Quote the items word for word, from the very beginning up to and including the line that contains "[[[329,173],[327,167],[329,165],[329,142],[325,140],[325,173]]]".

--- begin Record set ---

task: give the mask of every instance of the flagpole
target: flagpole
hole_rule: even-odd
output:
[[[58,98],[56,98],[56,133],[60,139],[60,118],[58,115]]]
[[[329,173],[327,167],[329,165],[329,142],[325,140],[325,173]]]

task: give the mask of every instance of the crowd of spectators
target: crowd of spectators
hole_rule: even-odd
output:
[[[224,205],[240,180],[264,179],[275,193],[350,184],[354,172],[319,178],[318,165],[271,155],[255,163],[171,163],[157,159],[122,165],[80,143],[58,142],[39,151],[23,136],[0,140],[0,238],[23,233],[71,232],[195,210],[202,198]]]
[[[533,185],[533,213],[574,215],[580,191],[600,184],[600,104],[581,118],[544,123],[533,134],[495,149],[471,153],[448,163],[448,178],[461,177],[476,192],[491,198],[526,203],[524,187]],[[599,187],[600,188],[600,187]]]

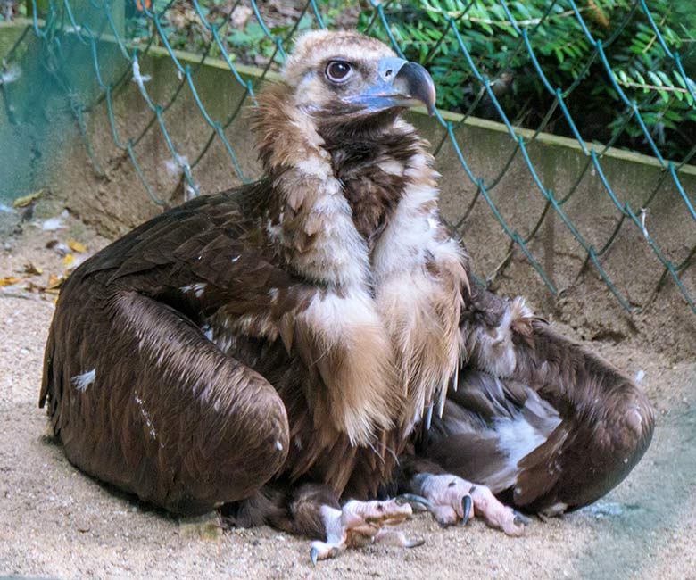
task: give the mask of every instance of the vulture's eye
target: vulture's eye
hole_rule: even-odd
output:
[[[340,83],[351,74],[351,65],[344,61],[331,61],[327,65],[327,77],[335,83]]]

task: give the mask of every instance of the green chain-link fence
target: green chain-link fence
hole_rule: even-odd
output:
[[[199,194],[196,167],[215,140],[223,145],[230,166],[242,181],[258,177],[243,172],[235,149],[226,135],[226,129],[240,113],[244,100],[230,111],[227,118],[215,119],[199,98],[196,73],[206,57],[213,55],[224,59],[236,82],[244,88],[245,100],[253,101],[258,83],[282,64],[298,30],[345,24],[345,21],[341,22],[340,5],[319,0],[309,0],[300,5],[278,3],[277,6],[292,4],[294,10],[285,21],[278,22],[276,19],[271,23],[267,22],[269,13],[268,4],[270,3],[261,2],[224,4],[215,0],[208,3],[203,0],[154,0],[151,4],[150,0],[49,0],[46,4],[42,0],[31,0],[30,4],[20,6],[20,10],[17,4],[11,4],[12,0],[3,1],[5,3],[5,18],[13,11],[14,13],[23,12],[32,19],[31,24],[4,54],[0,69],[0,100],[9,121],[17,131],[21,131],[22,123],[28,122],[28,118],[31,117],[27,104],[32,103],[32,98],[46,100],[49,98],[46,95],[50,95],[50,98],[62,98],[67,104],[62,111],[66,119],[70,118],[70,122],[77,125],[94,170],[101,173],[102,165],[92,153],[84,115],[97,107],[105,107],[115,145],[122,151],[123,157],[132,162],[147,195],[158,205],[165,205],[164,200],[170,199],[171,195],[170,192],[162,195],[156,191],[156,187],[148,182],[146,172],[141,167],[143,155],[139,152],[144,137],[152,131],[162,133],[171,159],[180,169],[186,195]],[[452,220],[453,227],[460,228],[476,203],[485,203],[500,224],[501,235],[510,238],[508,258],[516,247],[521,249],[549,291],[557,294],[559,289],[552,282],[552,276],[545,271],[530,249],[530,243],[539,236],[544,220],[555,215],[584,250],[585,257],[579,272],[594,269],[627,311],[634,309],[635,304],[613,283],[611,274],[602,265],[602,259],[622,232],[637,228],[642,243],[654,254],[656,292],[671,279],[688,308],[696,313],[696,289],[683,282],[684,272],[692,269],[696,261],[696,244],[690,245],[687,242],[688,247],[678,258],[666,255],[645,224],[647,210],[654,203],[664,184],[671,182],[678,192],[678,203],[682,206],[679,211],[688,212],[691,224],[696,228],[694,193],[685,191],[681,178],[684,167],[696,154],[696,84],[684,70],[684,54],[692,59],[690,62],[693,62],[696,44],[684,26],[682,29],[686,41],[684,37],[675,38],[674,30],[666,25],[664,11],[656,16],[650,2],[604,2],[612,5],[617,3],[623,4],[621,17],[609,21],[598,5],[601,4],[599,0],[596,4],[592,0],[549,0],[546,3],[537,0],[529,3],[537,9],[541,5],[542,10],[538,13],[531,13],[531,9],[524,3],[505,0],[370,2],[349,6],[355,15],[349,23],[390,42],[402,55],[406,53],[409,57],[414,58],[415,54],[431,68],[434,76],[439,71],[436,81],[440,79],[443,83],[452,85],[451,81],[456,78],[454,84],[458,83],[462,95],[469,95],[468,99],[462,98],[459,107],[464,113],[461,120],[455,123],[448,120],[448,116],[436,113],[444,129],[444,137],[441,143],[434,144],[435,153],[439,153],[445,143],[451,144],[460,164],[462,178],[470,180],[476,189],[471,200],[462,201],[460,215]],[[495,18],[482,17],[482,11]],[[696,19],[696,12],[692,13]],[[241,24],[240,14],[244,16]],[[420,26],[419,18],[425,18],[429,27],[424,29]],[[592,21],[588,23],[588,18],[592,18]],[[558,26],[561,19],[565,26],[571,25],[576,33],[575,40],[549,48],[548,30]],[[253,22],[253,26],[249,22]],[[643,54],[657,54],[647,62],[643,58],[643,65],[638,68],[636,77],[626,75],[626,61],[622,60],[624,56],[615,61],[611,56],[613,44],[629,26],[637,30],[635,42],[638,48],[634,52],[639,54],[642,50]],[[187,37],[183,40],[182,28],[187,30]],[[601,37],[592,32],[597,29],[603,30]],[[501,66],[497,70],[492,69],[488,59],[490,54],[472,50],[472,46],[480,49],[486,46],[471,40],[480,39],[482,35],[493,38],[496,35],[505,35],[510,41],[504,46],[505,60],[522,62],[526,74],[534,77],[540,87],[536,98],[545,111],[538,114],[536,121],[527,120],[526,125],[535,129],[531,137],[524,138],[517,128],[522,123],[520,118],[524,117],[520,108],[516,109],[514,103],[510,105],[509,95],[501,95],[501,87],[504,88],[507,82],[505,67]],[[66,62],[65,46],[74,42],[88,49],[88,62]],[[34,53],[40,54],[37,62],[26,62],[28,53],[24,48],[30,43],[40,46],[40,53]],[[150,95],[148,79],[140,71],[140,60],[153,46],[166,50],[178,76],[176,90],[163,102],[158,102]],[[178,58],[176,47],[198,52],[201,58],[199,64],[192,66]],[[559,67],[562,67],[571,56],[580,63],[576,69],[569,68],[570,81],[567,86],[553,84],[559,77],[553,74],[556,72],[554,67],[549,67],[547,57],[550,54],[555,56]],[[263,68],[262,74],[253,81],[246,79],[238,71],[239,62],[250,62]],[[454,68],[452,63],[456,65]],[[34,95],[29,98],[29,89],[22,88],[21,77],[29,77],[28,69],[32,67],[47,80],[41,95]],[[573,106],[574,103],[581,102],[585,96],[581,93],[585,90],[584,82],[588,74],[602,76],[605,98],[611,101],[615,113],[605,121],[605,125],[611,127],[611,132],[601,145],[588,145],[587,140],[593,139],[594,136],[584,134],[587,123],[584,120],[579,124],[576,122],[582,113],[577,106]],[[693,71],[691,75],[693,76]],[[126,136],[120,134],[114,121],[113,102],[120,87],[131,81],[137,85],[143,106],[148,107],[151,112],[151,120],[137,134]],[[636,92],[635,88],[641,90]],[[460,89],[452,90],[450,87],[447,93],[450,99],[452,95],[456,95],[457,90]],[[190,92],[200,113],[210,126],[210,138],[196,150],[183,150],[174,143],[165,122],[166,112],[182,91]],[[644,98],[638,98],[641,95]],[[676,105],[679,105],[678,114],[670,109]],[[505,158],[498,162],[499,175],[490,181],[470,169],[455,135],[458,124],[482,111],[487,111],[490,119],[504,124],[514,144],[511,153],[506,153]],[[543,131],[549,130],[552,118],[557,122],[562,121],[565,128],[561,132],[577,141],[584,156],[577,178],[562,196],[543,183],[538,168],[528,154],[530,144]],[[45,120],[48,122],[49,120]],[[675,129],[673,133],[677,137],[681,136],[681,141],[677,138],[676,145],[674,141],[667,143],[665,140],[666,128],[668,129],[670,127]],[[645,199],[636,205],[620,201],[622,195],[612,189],[603,170],[603,156],[607,150],[612,145],[625,145],[625,141],[639,144],[640,148],[653,156],[661,168],[660,179]],[[516,158],[524,160],[543,202],[534,225],[524,236],[509,225],[492,195]],[[590,243],[564,211],[564,204],[573,198],[591,174],[599,176],[605,195],[616,207],[610,235],[601,244]],[[685,235],[684,239],[693,240],[692,232]]]

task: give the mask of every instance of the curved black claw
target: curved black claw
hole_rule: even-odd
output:
[[[471,505],[473,504],[473,501],[471,500],[471,496],[467,494],[463,498],[461,498],[461,510],[464,514],[464,518],[461,520],[461,525],[466,526],[467,522],[468,522],[468,515],[471,513]]]
[[[512,520],[517,524],[518,526],[528,526],[532,520],[529,519],[524,514],[519,513],[518,511],[515,510],[515,519]]]
[[[433,507],[433,504],[426,498],[415,493],[402,493],[394,498],[394,501],[396,501],[397,505],[408,503],[414,512],[427,511]]]

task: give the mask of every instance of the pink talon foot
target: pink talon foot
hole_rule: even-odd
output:
[[[413,484],[415,493],[431,503],[430,511],[443,526],[466,524],[478,515],[489,526],[518,536],[529,523],[527,518],[501,503],[485,485],[474,485],[457,476],[423,473],[414,477]]]

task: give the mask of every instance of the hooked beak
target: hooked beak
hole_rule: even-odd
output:
[[[427,113],[432,115],[435,89],[427,70],[418,62],[386,56],[377,62],[377,80],[362,93],[346,96],[344,100],[373,111],[424,104]]]

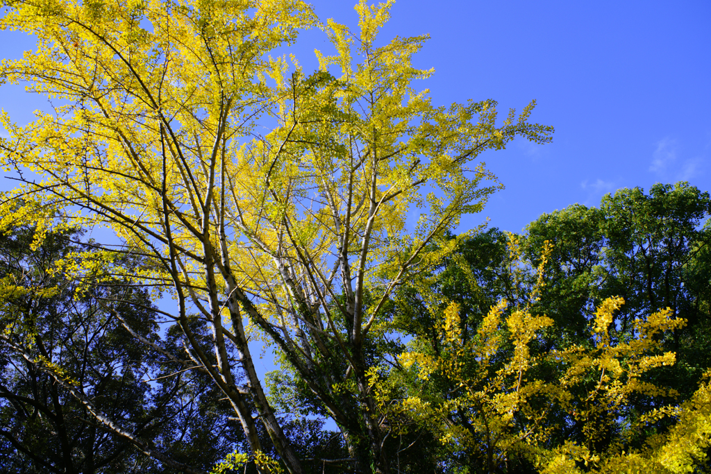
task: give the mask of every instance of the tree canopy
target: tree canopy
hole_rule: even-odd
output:
[[[26,365],[0,394],[17,462],[64,450],[58,470],[113,456],[385,474],[704,459],[706,361],[688,351],[675,404],[665,369],[706,340],[707,195],[631,190],[524,236],[454,235],[501,188],[481,153],[553,129],[529,122],[535,102],[503,121],[491,99],[433,104],[416,84],[432,72],[412,65],[427,37],[378,38],[391,4],[360,1],[352,31],[298,0],[4,4],[0,27],[38,48],[0,80],[53,105],[0,117],[21,181],[0,232],[23,255],[58,252],[46,281],[8,263],[0,288],[2,350]],[[316,51],[318,70],[270,55],[308,28],[333,51]],[[102,237],[70,245],[77,229]],[[282,364],[266,379],[257,340]],[[40,379],[54,399],[27,394]],[[27,406],[48,421],[25,423]],[[45,451],[20,448],[16,433],[55,429],[68,434]]]

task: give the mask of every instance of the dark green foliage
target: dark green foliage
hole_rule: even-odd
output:
[[[60,368],[102,415],[176,460],[209,469],[231,451],[241,437],[230,434],[241,429],[228,426],[235,424],[219,394],[198,374],[174,375],[182,367],[137,340],[103,306],[119,295],[117,313],[160,343],[151,335],[159,328],[146,293],[116,281],[95,284],[90,276],[79,291],[56,269],[72,252],[91,252],[77,242],[80,232],[50,232],[32,249],[34,235],[26,227],[0,237],[0,471],[171,472],[107,429],[43,361]],[[28,291],[8,291],[13,286]]]

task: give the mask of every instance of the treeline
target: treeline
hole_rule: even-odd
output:
[[[444,239],[363,348],[390,472],[708,470],[710,212],[707,193],[658,184],[545,214],[521,235]],[[61,225],[0,240],[2,471],[282,469],[261,426],[252,452],[194,355],[196,342],[213,350],[201,316],[191,343],[156,293],[95,269],[100,252]],[[81,281],[66,277],[76,266]],[[304,472],[370,472],[347,430],[324,429],[328,407],[283,353],[279,363],[269,403]],[[366,409],[347,361],[319,364],[345,374],[336,394]]]

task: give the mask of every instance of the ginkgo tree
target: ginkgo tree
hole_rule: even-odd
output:
[[[2,225],[51,205],[68,225],[110,230],[103,252],[63,271],[80,279],[102,269],[175,300],[161,314],[185,345],[163,355],[209,375],[262,472],[277,468],[262,433],[287,471],[305,461],[270,406],[250,339],[281,351],[335,420],[348,468],[388,472],[390,429],[363,350],[387,330],[383,306],[456,240],[429,244],[500,188],[480,153],[517,136],[550,140],[551,127],[528,122],[534,102],[503,122],[493,100],[432,104],[413,84],[432,72],[412,63],[426,37],[377,39],[392,3],[356,5],[356,32],[322,24],[298,0],[3,4],[1,28],[38,43],[5,60],[0,80],[56,105],[24,126],[2,116],[1,159],[23,181],[4,197]],[[334,50],[316,52],[317,71],[269,55],[309,27]],[[122,267],[125,254],[146,263]],[[211,331],[209,352],[196,321]]]

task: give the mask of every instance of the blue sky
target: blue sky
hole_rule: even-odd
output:
[[[315,0],[322,18],[356,27],[351,0]],[[532,119],[553,143],[523,140],[483,156],[506,185],[483,215],[511,231],[574,203],[656,182],[711,186],[711,2],[400,0],[380,38],[429,33],[415,58],[435,104],[493,99],[502,112],[538,101]],[[315,67],[317,31],[294,53]],[[0,55],[32,48],[0,32]],[[0,87],[0,107],[22,123],[42,107],[21,87]],[[2,133],[0,131],[0,133]],[[2,188],[11,187],[1,183]]]
[[[312,4],[357,20],[351,2]],[[621,188],[711,188],[711,2],[400,0],[391,14],[383,40],[431,36],[415,64],[435,69],[422,82],[435,103],[505,113],[535,99],[532,119],[555,127],[552,144],[483,156],[506,187],[483,212],[491,225],[520,231]]]

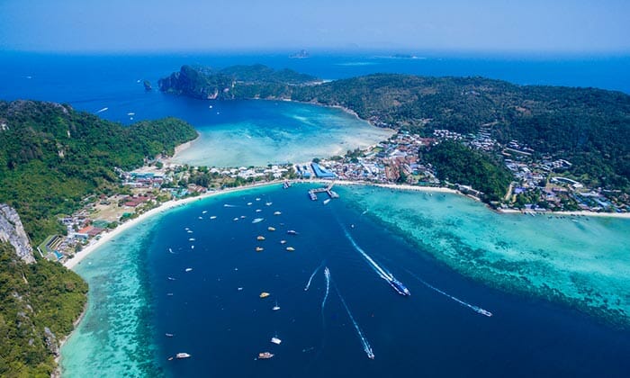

--- end Record set ---

Written answer:
task: give the mask of every instance of the flagpole
target: flagpole
hole_rule: even-odd
output:
[[[58,98],[56,98],[56,133],[60,139],[60,118],[58,115]]]
[[[329,173],[327,167],[329,165],[329,142],[325,140],[325,173]]]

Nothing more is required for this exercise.